▶ _Dataset content_
━━━━━━━━━━

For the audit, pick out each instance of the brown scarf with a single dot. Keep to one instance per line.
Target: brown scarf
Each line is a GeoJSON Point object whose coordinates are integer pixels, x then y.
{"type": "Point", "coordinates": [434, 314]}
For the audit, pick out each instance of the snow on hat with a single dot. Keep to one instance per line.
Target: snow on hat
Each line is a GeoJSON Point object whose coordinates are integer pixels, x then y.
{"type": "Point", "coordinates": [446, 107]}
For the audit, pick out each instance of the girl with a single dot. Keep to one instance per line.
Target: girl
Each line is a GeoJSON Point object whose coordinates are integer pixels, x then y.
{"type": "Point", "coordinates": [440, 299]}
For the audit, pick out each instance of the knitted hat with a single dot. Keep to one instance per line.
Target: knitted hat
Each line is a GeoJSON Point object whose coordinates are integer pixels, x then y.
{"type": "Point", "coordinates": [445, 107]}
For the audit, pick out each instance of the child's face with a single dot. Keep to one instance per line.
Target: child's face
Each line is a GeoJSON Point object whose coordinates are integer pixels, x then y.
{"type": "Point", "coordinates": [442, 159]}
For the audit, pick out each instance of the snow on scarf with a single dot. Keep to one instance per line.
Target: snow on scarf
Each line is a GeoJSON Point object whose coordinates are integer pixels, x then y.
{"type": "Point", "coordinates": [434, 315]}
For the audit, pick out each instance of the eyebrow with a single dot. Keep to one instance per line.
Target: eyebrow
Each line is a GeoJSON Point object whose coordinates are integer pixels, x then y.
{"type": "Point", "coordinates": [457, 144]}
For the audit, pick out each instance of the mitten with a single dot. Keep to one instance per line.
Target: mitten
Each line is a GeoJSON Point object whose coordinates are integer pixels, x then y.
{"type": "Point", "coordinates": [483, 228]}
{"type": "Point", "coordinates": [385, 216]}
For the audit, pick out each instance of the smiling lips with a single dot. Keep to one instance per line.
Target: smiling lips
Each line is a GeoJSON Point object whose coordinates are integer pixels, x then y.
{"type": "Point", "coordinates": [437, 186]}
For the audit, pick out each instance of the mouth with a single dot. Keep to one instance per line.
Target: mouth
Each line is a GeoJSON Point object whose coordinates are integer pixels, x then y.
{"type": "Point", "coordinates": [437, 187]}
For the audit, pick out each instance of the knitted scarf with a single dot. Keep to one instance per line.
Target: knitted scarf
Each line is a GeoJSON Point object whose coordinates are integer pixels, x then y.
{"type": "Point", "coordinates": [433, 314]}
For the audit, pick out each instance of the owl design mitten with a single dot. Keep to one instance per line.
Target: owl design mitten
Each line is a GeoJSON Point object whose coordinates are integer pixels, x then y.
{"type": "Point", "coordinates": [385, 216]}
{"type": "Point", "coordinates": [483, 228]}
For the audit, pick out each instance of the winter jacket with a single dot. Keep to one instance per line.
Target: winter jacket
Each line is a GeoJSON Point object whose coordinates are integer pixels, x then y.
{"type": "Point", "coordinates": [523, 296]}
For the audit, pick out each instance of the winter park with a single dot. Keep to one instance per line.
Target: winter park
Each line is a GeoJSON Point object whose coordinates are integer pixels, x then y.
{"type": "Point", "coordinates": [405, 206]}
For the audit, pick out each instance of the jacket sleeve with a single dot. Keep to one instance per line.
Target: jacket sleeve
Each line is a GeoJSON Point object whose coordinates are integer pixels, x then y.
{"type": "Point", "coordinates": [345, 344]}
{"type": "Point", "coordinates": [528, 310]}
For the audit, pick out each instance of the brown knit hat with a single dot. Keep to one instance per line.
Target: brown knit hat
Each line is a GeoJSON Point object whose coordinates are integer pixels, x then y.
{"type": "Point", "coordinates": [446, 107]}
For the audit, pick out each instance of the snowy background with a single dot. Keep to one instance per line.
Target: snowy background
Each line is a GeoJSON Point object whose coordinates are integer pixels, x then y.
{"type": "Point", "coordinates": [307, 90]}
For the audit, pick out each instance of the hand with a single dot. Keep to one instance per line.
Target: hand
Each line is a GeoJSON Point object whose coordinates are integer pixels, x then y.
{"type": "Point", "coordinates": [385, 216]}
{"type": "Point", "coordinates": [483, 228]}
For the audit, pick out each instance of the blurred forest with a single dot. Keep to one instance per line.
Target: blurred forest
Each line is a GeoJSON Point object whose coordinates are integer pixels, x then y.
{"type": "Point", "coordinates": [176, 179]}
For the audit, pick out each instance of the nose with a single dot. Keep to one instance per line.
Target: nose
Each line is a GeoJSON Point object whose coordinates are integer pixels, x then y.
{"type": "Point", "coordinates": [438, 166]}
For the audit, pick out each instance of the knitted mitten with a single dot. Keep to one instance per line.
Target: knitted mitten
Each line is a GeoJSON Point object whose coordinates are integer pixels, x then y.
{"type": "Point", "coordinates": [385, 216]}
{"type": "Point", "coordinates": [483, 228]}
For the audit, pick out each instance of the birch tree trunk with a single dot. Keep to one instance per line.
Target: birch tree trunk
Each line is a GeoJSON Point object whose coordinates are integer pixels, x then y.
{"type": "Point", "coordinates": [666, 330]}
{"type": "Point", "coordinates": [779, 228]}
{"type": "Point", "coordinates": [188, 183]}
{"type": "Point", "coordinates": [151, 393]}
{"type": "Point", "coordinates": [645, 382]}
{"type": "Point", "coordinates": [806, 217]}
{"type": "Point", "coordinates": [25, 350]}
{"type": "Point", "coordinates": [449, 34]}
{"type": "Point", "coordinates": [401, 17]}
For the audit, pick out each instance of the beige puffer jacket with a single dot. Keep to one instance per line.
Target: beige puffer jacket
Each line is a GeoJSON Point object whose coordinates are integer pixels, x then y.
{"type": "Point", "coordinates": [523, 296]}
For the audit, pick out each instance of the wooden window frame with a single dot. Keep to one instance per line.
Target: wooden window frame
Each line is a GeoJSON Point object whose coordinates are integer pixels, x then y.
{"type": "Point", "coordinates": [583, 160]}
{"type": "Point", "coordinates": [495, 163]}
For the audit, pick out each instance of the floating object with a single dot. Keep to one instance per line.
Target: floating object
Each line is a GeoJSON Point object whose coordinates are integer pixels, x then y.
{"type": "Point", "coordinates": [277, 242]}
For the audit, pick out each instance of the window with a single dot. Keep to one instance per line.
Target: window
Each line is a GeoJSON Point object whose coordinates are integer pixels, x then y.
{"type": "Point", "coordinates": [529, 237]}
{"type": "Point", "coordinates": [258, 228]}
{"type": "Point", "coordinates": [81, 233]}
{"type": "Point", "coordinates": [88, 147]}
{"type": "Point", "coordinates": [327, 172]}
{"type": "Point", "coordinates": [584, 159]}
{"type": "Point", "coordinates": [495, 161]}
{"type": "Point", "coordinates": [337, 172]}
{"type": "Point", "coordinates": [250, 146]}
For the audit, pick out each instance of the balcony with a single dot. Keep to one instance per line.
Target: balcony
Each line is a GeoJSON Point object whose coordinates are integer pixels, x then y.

━━━━━━━━━━

▶ _Your objective_
All of the records need to be returned exactly as they are.

▶ _Task response_
For the audit, pick out each instance of the brown scarf with a single dot. Keep to one instance per line.
Target: brown scarf
Each line is a GeoJSON Point object whose coordinates are integer pixels, x then y.
{"type": "Point", "coordinates": [434, 314]}
For the audit, pick out each instance of the snow on hat with a single dot. Keep to one instance per line.
Target: snow on hat
Each line is a GeoJSON Point object whose coordinates are integer pixels, x then y.
{"type": "Point", "coordinates": [446, 107]}
For the audit, pick out each instance of the girl with a single dot. Keep to one instance per line.
Target: girl
Each line is a GeoJSON Point object whose coordinates are integer pixels, x then y.
{"type": "Point", "coordinates": [440, 299]}
For the audit, pick out each instance of the knitted hat with a single dot. Keep to one instance per line.
Target: knitted hat
Each line is a GeoJSON Point object whose coordinates are integer pixels, x then y.
{"type": "Point", "coordinates": [445, 107]}
For the audit, pick out each instance of the child's face with a single dot. Keep to one instance per line.
Target: child's face
Each line is a GeoJSON Point object whose coordinates are integer pixels, x then y.
{"type": "Point", "coordinates": [442, 159]}
For the audit, pick out each instance of the snow on scarf with a single dot. Keep to one instance per line.
Target: snow on scarf
Each line is a GeoJSON Point object whose coordinates are integer pixels, x then y.
{"type": "Point", "coordinates": [434, 315]}
For the audit, pick out each instance of the eyebrow with a single dot. Keep to one instance per line.
Target: eyebrow
Each line is a GeoJSON Point object whose coordinates are integer pixels, x then y.
{"type": "Point", "coordinates": [457, 144]}
For the audit, pick out each instance of the mitten with a single dot. Keep to one instance per line.
Target: mitten
Each line is a GeoJSON Point object whose coordinates are integer pixels, x then y.
{"type": "Point", "coordinates": [483, 228]}
{"type": "Point", "coordinates": [385, 216]}
For the audit, pick out each instance of the smiling lips with a single dot. Keep to one instance per line.
Target: smiling lips
Each line is a GeoJSON Point object whose coordinates are integer pixels, x then y.
{"type": "Point", "coordinates": [437, 186]}
For the audit, pick out each instance of the mouth with a single dot. Keep to one instance per line.
Target: mouth
Each line is a GeoJSON Point object whose coordinates are integer pixels, x then y.
{"type": "Point", "coordinates": [437, 187]}
For the audit, pick out each instance of the knitted scarf with a single dot. Keep to one instance per line.
Target: knitted scarf
Each line is a GeoJSON Point object whose coordinates are integer pixels, x then y.
{"type": "Point", "coordinates": [433, 314]}
For the audit, pick out each instance of the owl design mitten with a single dot. Keep to one instance per line.
Target: owl design mitten
Each line is a GeoJSON Point object whose coordinates are integer pixels, x then y.
{"type": "Point", "coordinates": [385, 216]}
{"type": "Point", "coordinates": [483, 228]}
For the audit, pick out each instance of the winter jacket with a single dot. Keep to one instance per line.
Target: winter jacket
Each line is a GeoJSON Point object whose coordinates are integer pixels, x then y.
{"type": "Point", "coordinates": [523, 296]}
For the audit, pick out each instance of the winter park with a single dot. Keep to one instance per line.
Target: winter park
Each line is a GeoJSON Point object whose coordinates are integer pixels, x then y.
{"type": "Point", "coordinates": [405, 206]}
For the audit, pick out each instance of the jacket sleeve with a single dot. Keep to one instance per line.
Target: jacket sleeve
Each line is a GeoJSON Point object whose coordinates are integer pixels, x then y.
{"type": "Point", "coordinates": [345, 344]}
{"type": "Point", "coordinates": [528, 310]}
For the audit, pick out each instance of the brown knit hat with a single dot. Keep to one instance per line.
Target: brown knit hat
Each line is a GeoJSON Point object whose coordinates are integer pixels, x then y.
{"type": "Point", "coordinates": [446, 107]}
For the audit, pick out each instance of the snowy background with a single dot. Keep to one instance per line.
Target: snowy background
Each line is a GeoJSON Point object whose coordinates are integer pixels, x then y.
{"type": "Point", "coordinates": [307, 90]}
For the audit, pick out each instance of the hand with a single dot. Keep to one instance per line.
Target: hand
Each line is a GeoJSON Point object whose coordinates are integer pixels, x then y.
{"type": "Point", "coordinates": [385, 216]}
{"type": "Point", "coordinates": [483, 228]}
For the audit, pick out each instance of the blurred forest with a single dot. Keep to one instance per line.
Target: blurred forest
Each line is a GeoJSON Point object whose coordinates are integer pixels, x then y.
{"type": "Point", "coordinates": [176, 179]}
For the audit, pick out each instance of the nose with a single dot. Keep to one instance per line.
Target: nose
Each line is a GeoJSON Point object whose coordinates are integer pixels, x then y.
{"type": "Point", "coordinates": [438, 166]}
For the audit, pick out each instance of the knitted mitten with a single dot. Keep to one instance per line.
Target: knitted mitten
Each line is a GeoJSON Point object whose coordinates are integer pixels, x then y.
{"type": "Point", "coordinates": [385, 216]}
{"type": "Point", "coordinates": [483, 228]}
For the audit, pick out each instance of the birch tree trunk with a single dot. Keep to one instance per line.
Target: birch tree trunk
Each line is a GeoJSON Point object whose coordinates are integer pixels, x then y.
{"type": "Point", "coordinates": [666, 330]}
{"type": "Point", "coordinates": [779, 228]}
{"type": "Point", "coordinates": [188, 183]}
{"type": "Point", "coordinates": [151, 393]}
{"type": "Point", "coordinates": [645, 382]}
{"type": "Point", "coordinates": [806, 217]}
{"type": "Point", "coordinates": [25, 350]}
{"type": "Point", "coordinates": [449, 34]}
{"type": "Point", "coordinates": [401, 17]}
For the audit, pick out each instance of the beige puffer jacket with a single dot. Keep to one instance per line.
Target: beige puffer jacket
Each line is a GeoJSON Point object whose coordinates are integer pixels, x then y.
{"type": "Point", "coordinates": [523, 296]}
For the audit, pick out each instance of the wooden window frame with a single dot. Keep to one instance per line.
Target: wooden window frame
Each line is a GeoJSON Point object whose coordinates are integer pixels, x then y.
{"type": "Point", "coordinates": [583, 160]}
{"type": "Point", "coordinates": [495, 163]}
For the audit, pick out each instance of the floating object with a single dot. Keep to one instance per line.
Target: floating object
Each line is a GeoJSON Point object whose coordinates are integer pixels, x then y.
{"type": "Point", "coordinates": [277, 242]}
For the audit, pick out each instance of the window with a single dot. Keep to one instance per line.
Target: window
Each line is a GeoJSON Point object whose coordinates are integer pixels, x then y.
{"type": "Point", "coordinates": [529, 237]}
{"type": "Point", "coordinates": [258, 228]}
{"type": "Point", "coordinates": [81, 233]}
{"type": "Point", "coordinates": [88, 147]}
{"type": "Point", "coordinates": [327, 172]}
{"type": "Point", "coordinates": [584, 159]}
{"type": "Point", "coordinates": [495, 161]}
{"type": "Point", "coordinates": [337, 172]}
{"type": "Point", "coordinates": [250, 146]}
For the audit, pick out each instance of the balcony with a single dot. Keep to one instance per line.
Target: balcony
Each line is a GeoJSON Point object whose coordinates are integer pixels, x then y.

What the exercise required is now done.